- **PASSAGE FOR REVIEW**
'''

- Born: 27 May 1917 Gold Coast
- Died: 3 September 1961 (aged 44) Kumasi, Ghana
- Buried: Osu, Accra
- Allegiance: Ghana
- Branch: Ghana Army
- Service years: 1943 to 1961
- Rank: Brigadier
- Memorials: Michel Camp
- Spouse: Victoria Kordei Tettey
- Children: 3

= Joseph Edward Michel =

Ghanaian soldier

Brigadier Joseph Edward Michel (1917-1961) was a Ghanaian soldier. He was one of the early commissioned officers in the Ghana Army.

==Early life and education==
Michel was the son of Alexander Michel, a French Trader at Tarkwa and Afua his wife who hailed from Atikpui near Ho. He received his education at the Ewe Presbyterian Boarding School at Amedzofe and continued at the Presbyterian Training College at Akropong where he qualified as a teacher.

'''

- **LISTED ENTRIES**
'''

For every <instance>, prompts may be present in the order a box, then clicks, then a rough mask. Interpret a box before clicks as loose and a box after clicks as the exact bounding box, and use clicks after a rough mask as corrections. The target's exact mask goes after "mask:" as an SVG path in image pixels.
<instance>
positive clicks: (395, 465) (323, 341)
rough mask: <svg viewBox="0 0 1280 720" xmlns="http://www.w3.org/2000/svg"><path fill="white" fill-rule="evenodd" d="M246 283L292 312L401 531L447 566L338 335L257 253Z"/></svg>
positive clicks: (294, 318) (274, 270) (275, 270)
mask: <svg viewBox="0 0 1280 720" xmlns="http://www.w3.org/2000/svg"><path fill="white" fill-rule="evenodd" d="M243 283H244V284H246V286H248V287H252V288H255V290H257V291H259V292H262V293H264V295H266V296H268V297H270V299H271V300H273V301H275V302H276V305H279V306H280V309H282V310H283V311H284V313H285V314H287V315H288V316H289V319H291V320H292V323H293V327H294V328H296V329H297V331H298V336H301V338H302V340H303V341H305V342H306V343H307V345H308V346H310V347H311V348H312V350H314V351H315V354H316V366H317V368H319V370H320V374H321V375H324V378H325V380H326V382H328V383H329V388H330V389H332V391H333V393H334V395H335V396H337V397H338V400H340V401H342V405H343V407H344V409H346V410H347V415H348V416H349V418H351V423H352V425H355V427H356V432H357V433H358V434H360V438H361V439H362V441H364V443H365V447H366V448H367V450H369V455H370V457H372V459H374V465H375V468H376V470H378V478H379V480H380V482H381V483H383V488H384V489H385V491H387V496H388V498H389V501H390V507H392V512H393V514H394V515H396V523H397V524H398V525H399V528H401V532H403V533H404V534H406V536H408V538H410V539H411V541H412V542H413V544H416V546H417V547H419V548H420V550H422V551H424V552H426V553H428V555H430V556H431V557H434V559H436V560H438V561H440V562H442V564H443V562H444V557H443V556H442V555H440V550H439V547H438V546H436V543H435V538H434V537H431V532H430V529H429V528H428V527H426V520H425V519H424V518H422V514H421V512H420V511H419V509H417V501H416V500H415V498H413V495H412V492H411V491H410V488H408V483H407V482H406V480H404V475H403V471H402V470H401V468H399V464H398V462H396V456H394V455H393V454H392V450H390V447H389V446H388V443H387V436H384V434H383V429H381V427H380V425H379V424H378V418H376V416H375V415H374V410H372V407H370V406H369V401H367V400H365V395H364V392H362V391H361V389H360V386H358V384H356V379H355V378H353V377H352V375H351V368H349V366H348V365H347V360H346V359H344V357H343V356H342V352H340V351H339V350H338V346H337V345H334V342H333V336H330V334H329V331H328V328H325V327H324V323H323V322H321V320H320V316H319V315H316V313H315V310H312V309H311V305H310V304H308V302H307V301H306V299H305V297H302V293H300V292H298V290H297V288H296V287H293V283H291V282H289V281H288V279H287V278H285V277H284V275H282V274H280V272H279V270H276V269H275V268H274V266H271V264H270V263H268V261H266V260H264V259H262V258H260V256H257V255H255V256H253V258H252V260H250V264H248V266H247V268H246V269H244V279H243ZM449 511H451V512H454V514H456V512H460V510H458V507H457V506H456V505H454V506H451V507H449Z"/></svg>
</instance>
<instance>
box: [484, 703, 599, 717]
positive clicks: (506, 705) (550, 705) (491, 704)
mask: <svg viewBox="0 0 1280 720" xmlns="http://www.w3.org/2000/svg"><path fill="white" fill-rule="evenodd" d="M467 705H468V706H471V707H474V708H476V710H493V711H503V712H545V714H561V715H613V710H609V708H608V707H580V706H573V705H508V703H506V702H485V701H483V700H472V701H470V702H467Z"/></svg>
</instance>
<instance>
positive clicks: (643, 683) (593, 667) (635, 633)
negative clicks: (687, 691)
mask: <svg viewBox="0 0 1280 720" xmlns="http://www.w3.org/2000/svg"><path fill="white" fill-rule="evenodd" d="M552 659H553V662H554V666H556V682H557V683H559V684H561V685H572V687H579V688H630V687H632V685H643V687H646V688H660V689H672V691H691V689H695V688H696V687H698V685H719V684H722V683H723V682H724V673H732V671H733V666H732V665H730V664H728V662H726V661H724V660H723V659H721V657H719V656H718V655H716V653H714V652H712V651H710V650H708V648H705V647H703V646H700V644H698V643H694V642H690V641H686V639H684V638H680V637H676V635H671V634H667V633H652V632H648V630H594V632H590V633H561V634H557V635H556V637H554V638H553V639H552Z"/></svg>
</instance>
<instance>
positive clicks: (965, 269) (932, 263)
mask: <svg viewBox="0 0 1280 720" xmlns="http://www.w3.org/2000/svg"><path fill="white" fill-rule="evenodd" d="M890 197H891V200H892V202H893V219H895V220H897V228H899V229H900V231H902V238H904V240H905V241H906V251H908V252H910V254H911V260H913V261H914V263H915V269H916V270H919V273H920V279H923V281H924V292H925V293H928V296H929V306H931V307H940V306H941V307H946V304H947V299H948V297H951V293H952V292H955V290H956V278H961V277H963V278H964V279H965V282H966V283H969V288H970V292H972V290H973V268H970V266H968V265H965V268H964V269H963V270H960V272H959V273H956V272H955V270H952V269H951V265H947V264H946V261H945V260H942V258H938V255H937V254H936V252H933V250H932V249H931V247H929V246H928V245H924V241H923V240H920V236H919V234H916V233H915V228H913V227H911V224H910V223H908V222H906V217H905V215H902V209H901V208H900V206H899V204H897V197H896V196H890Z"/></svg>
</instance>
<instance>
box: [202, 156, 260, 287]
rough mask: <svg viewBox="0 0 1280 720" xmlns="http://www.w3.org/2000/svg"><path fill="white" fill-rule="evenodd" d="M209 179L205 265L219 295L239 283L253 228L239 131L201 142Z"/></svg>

'''

- **EXPLORE THE MATERIAL**
[a] Could you copy the Joseph Edward Michel biography from "Brigadier Joseph Edward" up to and including "as a teacher.", swapping "teacher" for "schoolmaster"?
[b] Answer these questions about the Joseph Edward Michel biography:
(i) Where was he buried?
(ii) At which college did he qualify as a teacher?
(iii) Where did his mother come from?

- **ANSWERS BY TASK**
[a]
Brigadier Joseph Edward Michel (1917-1961) was a Ghanaian soldier. He was one of the early commissioned officers in the Ghana Army.

==Early life and education==
Michel was the son of Alexander Michel, a French Trader at Tarkwa and Afua his wife who hailed from Atikpui near Ho. He received his education at the Ewe Presbyterian Boarding School at Amedzofe and continued at the Presbyterian Training College at Akropong where he qualified as a schoolmaster.

[b]
(i) Osu, Accra
(ii) The Presbyterian Training College at Akropong
(iii) Atikpui, near Ho